Work to be completed.
Rewrite everything from the line containing "Where in this photo can the wooden background" down to the end of the rows, keeping the requests as they are. Scale every point coordinate in the answers by 2.3 and round each to a whole number, rounding halves up.

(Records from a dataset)

════════════════

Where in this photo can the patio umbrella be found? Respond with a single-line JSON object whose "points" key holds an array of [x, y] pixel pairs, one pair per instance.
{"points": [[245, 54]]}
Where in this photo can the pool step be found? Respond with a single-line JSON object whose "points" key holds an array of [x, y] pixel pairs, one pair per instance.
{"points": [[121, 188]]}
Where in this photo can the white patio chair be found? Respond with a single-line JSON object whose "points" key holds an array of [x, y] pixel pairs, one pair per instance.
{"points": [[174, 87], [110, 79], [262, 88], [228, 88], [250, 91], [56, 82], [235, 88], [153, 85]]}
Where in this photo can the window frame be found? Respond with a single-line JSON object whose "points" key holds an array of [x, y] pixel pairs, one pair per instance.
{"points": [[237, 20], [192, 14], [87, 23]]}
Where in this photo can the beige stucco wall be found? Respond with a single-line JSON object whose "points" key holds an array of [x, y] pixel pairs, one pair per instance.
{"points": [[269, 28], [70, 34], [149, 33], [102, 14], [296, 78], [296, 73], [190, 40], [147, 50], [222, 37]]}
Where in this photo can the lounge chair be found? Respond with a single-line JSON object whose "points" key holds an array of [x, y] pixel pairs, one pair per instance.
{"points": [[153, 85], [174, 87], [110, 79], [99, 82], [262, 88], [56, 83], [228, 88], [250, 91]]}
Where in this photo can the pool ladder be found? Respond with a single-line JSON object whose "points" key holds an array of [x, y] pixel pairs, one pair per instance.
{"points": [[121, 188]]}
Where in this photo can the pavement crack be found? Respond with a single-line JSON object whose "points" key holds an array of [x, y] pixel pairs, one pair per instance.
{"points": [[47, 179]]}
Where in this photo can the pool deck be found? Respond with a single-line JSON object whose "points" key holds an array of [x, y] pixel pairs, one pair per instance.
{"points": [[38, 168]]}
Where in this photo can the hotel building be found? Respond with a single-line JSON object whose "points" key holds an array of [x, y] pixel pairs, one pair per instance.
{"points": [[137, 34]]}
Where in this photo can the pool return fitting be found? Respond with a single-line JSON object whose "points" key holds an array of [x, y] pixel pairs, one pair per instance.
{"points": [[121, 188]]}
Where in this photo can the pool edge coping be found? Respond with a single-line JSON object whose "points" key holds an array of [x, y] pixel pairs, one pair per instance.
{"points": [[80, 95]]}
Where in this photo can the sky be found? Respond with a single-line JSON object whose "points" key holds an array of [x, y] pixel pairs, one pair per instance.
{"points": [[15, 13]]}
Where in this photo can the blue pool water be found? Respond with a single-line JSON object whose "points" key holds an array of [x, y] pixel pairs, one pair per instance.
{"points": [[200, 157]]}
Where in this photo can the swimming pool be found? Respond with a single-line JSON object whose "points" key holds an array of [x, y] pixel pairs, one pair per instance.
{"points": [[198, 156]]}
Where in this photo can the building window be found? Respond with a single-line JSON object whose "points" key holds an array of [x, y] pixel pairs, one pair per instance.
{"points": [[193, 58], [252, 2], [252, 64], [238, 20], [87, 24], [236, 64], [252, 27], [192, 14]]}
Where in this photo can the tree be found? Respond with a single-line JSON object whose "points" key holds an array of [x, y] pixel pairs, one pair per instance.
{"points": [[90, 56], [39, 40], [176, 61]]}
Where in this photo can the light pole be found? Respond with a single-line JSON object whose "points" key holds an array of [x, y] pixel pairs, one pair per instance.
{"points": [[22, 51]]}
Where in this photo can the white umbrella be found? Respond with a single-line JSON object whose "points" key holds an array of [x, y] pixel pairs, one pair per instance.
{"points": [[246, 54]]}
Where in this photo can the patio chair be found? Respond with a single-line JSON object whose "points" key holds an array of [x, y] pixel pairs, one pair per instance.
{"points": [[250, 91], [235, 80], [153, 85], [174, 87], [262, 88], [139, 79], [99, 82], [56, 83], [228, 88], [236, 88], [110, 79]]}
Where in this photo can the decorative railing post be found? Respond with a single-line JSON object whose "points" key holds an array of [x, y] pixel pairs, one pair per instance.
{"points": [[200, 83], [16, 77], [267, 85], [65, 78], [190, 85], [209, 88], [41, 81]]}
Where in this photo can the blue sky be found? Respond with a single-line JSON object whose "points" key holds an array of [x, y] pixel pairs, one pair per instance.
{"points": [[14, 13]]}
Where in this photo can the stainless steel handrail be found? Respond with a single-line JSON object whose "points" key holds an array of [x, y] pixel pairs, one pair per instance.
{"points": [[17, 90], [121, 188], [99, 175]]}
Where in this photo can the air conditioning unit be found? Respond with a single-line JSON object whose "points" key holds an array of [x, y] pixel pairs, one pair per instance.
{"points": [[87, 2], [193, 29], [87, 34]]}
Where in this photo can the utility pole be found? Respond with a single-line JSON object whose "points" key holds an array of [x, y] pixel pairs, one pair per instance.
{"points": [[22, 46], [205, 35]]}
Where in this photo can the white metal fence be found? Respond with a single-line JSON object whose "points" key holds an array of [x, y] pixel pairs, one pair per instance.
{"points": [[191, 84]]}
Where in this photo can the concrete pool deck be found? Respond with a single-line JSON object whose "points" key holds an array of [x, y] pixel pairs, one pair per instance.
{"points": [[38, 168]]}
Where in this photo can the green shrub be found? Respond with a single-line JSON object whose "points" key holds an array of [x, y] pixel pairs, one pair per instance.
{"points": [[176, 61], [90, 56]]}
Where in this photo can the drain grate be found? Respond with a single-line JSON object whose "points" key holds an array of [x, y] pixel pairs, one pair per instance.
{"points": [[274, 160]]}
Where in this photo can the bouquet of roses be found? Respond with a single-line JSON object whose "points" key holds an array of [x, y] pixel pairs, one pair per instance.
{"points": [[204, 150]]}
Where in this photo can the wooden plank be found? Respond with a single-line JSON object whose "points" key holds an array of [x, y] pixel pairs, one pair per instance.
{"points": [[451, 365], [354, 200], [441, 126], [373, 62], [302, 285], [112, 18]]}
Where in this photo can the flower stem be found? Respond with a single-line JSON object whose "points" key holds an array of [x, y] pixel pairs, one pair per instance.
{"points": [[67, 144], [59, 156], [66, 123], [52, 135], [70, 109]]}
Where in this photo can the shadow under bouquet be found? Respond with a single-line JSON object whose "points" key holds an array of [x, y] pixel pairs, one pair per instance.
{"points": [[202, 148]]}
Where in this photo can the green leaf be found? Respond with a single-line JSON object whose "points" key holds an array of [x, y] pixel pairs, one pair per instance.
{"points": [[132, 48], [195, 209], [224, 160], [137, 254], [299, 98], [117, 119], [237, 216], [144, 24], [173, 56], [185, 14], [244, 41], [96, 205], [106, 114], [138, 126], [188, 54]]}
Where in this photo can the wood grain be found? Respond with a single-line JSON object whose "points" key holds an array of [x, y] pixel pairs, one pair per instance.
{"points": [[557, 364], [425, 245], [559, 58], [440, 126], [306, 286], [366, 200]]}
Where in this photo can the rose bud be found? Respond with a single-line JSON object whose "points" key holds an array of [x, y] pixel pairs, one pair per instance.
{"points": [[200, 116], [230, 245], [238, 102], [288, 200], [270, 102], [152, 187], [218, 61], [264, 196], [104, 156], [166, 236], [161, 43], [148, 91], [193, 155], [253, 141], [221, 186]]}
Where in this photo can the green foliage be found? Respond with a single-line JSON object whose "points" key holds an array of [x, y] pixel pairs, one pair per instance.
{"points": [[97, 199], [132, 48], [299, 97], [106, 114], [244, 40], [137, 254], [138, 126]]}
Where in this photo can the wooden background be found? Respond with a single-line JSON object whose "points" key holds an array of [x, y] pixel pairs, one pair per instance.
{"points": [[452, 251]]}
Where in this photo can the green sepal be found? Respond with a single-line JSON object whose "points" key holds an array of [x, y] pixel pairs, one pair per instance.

════════════════

Response below.
Where in this photo can the wooden background be found? Respond with a single-line JSON object whose "points" key holds an array of [x, y] pixel pairs, one pair per instance.
{"points": [[1040, 577]]}
Where in this photo can the green sepal be found? Respond with a single-line JSON object whose "points" key holds an array of [x, y] pixel pairs, one pair per instance.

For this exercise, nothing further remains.